* _THE PROBLEM_
When you reach the line that contains "blurred tree in the photo above." in the entries below, begin returning lines exactly as written and continue through the last one.

LISTED RECORDS below:

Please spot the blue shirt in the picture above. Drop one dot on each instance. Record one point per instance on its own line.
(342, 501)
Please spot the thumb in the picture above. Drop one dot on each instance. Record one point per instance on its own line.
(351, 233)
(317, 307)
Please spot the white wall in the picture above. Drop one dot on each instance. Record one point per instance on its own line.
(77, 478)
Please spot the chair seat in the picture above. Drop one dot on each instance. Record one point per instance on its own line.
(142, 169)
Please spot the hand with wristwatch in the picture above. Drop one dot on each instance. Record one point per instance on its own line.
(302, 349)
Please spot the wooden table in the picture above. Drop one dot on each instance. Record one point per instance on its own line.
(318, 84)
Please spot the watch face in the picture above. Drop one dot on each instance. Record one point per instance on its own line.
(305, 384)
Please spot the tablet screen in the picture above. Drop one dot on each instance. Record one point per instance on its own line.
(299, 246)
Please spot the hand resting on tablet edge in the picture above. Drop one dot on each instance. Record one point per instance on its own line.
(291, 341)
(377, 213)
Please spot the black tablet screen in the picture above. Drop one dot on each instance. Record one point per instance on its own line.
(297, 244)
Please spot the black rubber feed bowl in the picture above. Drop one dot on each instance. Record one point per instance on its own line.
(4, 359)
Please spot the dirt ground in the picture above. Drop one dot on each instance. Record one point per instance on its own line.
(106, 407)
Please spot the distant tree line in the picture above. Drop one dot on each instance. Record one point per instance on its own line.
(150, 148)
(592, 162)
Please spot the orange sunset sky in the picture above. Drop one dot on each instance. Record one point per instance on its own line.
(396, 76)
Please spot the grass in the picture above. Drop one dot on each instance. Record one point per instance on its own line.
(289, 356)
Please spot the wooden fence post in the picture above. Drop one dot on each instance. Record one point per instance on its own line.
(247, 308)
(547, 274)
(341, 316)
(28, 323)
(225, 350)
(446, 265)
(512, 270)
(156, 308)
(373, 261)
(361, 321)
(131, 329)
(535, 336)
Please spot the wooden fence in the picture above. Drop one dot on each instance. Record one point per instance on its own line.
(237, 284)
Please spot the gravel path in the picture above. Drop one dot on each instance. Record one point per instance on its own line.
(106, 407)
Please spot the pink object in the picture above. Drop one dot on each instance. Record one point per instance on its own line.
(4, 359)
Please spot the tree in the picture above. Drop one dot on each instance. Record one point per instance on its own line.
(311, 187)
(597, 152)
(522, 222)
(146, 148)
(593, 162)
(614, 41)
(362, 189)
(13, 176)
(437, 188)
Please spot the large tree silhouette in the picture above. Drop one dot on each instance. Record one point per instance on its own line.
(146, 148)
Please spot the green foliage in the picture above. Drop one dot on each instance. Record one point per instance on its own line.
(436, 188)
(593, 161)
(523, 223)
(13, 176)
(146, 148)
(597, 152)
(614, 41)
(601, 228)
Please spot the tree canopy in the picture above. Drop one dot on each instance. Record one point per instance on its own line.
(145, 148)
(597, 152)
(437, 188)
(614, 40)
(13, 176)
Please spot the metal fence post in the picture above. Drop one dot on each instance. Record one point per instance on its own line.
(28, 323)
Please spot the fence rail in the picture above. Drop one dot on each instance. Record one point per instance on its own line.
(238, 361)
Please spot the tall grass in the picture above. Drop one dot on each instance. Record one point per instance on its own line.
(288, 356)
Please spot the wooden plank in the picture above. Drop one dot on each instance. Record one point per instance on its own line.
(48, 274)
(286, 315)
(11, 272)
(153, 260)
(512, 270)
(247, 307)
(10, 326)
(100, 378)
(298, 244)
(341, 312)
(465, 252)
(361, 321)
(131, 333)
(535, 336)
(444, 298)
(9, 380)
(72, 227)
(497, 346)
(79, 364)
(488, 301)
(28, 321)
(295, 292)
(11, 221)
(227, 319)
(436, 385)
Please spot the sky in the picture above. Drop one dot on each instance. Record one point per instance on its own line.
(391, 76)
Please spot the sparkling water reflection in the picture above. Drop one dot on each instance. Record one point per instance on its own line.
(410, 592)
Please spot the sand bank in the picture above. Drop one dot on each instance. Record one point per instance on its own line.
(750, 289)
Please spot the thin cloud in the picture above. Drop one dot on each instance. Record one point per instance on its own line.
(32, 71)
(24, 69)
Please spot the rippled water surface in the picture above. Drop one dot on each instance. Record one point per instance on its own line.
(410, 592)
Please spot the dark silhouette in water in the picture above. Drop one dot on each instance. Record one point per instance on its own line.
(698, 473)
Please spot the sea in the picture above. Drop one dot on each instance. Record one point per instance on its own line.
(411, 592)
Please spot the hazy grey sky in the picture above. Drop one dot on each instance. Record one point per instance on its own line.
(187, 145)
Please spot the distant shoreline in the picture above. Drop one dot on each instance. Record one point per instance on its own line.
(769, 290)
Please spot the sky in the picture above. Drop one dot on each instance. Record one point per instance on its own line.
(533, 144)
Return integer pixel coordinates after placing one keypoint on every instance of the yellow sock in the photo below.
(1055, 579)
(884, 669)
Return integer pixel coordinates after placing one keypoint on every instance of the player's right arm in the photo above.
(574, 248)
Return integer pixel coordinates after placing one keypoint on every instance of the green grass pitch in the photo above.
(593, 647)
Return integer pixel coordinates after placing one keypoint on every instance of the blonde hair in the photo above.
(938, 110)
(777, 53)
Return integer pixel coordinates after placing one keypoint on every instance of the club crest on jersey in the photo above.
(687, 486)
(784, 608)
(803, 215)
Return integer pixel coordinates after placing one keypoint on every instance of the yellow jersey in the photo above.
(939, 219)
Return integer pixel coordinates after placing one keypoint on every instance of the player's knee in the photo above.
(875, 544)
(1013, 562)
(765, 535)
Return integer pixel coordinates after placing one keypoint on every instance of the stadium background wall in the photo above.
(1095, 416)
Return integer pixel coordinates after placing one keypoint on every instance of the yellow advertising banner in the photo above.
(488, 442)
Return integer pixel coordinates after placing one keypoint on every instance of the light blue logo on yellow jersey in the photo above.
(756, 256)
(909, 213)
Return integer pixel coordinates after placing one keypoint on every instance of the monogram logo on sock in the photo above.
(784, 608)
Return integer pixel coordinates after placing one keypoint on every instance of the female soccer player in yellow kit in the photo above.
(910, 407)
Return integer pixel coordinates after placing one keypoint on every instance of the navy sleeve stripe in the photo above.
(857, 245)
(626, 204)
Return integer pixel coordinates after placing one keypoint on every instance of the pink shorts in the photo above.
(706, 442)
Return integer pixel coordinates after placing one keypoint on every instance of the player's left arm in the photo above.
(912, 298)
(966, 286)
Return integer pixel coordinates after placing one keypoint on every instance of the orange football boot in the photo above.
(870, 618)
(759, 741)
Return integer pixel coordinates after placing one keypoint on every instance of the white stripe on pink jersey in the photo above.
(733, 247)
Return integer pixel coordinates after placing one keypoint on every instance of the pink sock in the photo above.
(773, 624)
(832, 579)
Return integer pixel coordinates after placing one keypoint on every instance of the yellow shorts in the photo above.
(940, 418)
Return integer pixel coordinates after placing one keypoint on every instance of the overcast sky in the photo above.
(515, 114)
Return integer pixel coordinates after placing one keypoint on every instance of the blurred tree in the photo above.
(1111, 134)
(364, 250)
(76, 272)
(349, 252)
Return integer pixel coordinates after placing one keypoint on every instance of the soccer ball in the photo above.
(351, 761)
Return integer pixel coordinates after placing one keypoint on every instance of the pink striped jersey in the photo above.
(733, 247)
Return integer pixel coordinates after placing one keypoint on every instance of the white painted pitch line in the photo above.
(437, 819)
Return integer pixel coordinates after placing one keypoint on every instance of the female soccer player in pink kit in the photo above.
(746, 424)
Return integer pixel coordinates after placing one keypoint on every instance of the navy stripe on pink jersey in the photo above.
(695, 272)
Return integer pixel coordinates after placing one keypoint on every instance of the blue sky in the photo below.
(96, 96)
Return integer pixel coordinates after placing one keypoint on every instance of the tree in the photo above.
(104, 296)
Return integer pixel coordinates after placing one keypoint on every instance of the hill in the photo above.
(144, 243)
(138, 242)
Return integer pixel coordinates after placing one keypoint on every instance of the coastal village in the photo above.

End of LISTED RECORDS.

* _RESPONSE FOR THIS EXERCISE_
Return integer pixel coordinates after placing one keypoint on every instance of the blurred tree in the photo above.
(1111, 134)
(364, 250)
(76, 272)
(349, 252)
Return integer pixel coordinates after placing one keypoint on every instance of the soccer ball in the photo above.
(351, 761)
Return integer pixel coordinates after placing one keypoint on every instance of the pink striped jersey in the photo above.
(733, 247)
Return integer pixel coordinates after placing one keypoint on every instance of the white painted pitch line in the photo above.
(437, 819)
Return integer pixel coordinates after placing one keypoint on every instance of the female soccer player in pink kit in the photo above.
(746, 424)
Return integer pixel coordinates after placing one keypoint on every instance of the navy stripe on pink jersey in the photo above.
(695, 272)
Return integer pixel coordinates after placing one keypoint on every instance of the blue sky in the photo below.
(96, 96)
Return integer pixel coordinates after placing one keypoint on every instance of the tree in the photo above.
(104, 296)
Return integer pixel coordinates after placing one keypoint on every instance of the hill in the photo above.
(144, 243)
(138, 242)
Return integer pixel coordinates after placing one keypoint on every instance of the coastal village in the photo above.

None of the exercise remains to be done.